■ ZU ERLEDIGEN: Suche in den Einträgen unten jede Zeile, die die Zeichenfolge „positive“ enthält, und schreibe diese Zeilen vollständig ab. Dabei kommt es auf Groß- und Kleinschreibung an.

►

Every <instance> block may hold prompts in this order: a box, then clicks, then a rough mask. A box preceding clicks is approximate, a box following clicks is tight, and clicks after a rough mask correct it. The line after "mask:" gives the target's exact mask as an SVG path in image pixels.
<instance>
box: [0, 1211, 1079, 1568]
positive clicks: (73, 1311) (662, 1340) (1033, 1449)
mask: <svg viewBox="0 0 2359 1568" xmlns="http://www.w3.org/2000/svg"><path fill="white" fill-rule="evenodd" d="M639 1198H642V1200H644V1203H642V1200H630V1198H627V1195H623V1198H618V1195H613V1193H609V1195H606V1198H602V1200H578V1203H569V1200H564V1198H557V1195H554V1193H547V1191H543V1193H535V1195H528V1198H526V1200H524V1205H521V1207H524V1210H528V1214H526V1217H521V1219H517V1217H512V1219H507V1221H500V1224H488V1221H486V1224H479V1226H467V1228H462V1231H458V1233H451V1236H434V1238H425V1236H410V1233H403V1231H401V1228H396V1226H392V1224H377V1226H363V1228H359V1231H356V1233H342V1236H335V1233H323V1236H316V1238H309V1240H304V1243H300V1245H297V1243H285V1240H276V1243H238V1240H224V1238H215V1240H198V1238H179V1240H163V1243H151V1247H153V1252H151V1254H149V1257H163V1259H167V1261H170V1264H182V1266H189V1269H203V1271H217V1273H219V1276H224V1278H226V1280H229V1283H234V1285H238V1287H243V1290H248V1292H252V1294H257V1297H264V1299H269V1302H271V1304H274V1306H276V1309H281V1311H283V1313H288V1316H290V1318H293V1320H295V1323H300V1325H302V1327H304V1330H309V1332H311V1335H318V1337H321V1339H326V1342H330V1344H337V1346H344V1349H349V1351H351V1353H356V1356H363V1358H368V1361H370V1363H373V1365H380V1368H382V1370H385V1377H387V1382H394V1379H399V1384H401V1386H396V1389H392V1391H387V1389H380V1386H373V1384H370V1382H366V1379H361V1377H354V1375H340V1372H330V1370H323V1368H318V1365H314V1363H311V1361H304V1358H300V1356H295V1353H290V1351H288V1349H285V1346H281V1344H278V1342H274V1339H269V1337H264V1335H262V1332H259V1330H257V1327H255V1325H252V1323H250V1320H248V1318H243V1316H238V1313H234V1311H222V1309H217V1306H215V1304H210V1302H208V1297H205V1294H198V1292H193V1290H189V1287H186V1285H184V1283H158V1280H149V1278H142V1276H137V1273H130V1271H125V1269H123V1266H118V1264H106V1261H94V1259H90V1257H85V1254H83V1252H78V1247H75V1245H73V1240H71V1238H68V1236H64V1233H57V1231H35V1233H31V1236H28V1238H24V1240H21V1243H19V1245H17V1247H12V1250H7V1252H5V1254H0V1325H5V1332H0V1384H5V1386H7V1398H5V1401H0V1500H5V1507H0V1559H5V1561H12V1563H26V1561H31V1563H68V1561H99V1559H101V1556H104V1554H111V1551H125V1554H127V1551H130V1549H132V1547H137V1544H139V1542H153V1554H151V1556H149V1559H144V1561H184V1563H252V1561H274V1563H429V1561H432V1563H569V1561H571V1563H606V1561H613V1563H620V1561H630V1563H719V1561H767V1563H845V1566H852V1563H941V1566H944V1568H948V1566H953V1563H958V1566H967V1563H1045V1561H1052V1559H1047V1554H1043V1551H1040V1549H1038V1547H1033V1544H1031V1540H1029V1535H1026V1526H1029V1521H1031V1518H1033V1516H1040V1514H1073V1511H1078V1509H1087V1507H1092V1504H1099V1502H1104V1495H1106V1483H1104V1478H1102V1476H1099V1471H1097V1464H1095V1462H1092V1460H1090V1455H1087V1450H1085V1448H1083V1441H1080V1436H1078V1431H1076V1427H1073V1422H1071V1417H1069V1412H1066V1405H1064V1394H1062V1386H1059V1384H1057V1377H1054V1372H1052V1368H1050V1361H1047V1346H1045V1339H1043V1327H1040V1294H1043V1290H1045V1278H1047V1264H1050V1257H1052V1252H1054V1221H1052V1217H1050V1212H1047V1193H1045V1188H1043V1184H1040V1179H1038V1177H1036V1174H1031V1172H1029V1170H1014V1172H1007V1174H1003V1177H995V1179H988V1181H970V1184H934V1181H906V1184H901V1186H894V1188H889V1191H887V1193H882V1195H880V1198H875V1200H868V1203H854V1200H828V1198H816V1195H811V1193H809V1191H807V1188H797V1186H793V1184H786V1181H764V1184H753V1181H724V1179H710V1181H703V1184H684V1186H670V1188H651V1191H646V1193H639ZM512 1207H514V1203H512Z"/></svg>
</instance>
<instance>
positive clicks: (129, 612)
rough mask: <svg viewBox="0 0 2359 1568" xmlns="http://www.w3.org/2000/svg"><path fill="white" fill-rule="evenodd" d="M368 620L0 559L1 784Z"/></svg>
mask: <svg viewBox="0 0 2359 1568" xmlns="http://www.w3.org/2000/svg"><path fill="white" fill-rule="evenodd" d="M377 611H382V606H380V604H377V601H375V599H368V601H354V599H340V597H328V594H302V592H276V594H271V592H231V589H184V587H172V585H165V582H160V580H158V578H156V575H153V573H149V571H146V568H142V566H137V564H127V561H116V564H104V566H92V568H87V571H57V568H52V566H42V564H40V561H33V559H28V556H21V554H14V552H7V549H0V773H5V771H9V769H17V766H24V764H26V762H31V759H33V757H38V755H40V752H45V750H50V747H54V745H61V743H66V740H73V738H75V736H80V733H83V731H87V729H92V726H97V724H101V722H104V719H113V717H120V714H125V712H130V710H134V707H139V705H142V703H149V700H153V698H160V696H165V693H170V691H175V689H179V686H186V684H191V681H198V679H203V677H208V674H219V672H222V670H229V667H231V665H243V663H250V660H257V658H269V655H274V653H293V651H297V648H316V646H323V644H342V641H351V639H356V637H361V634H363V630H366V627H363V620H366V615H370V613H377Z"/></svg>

◄

■ LÖSUNG:
positive clicks: (73, 1311) (662, 1340) (1033, 1449)
positive clicks: (129, 612)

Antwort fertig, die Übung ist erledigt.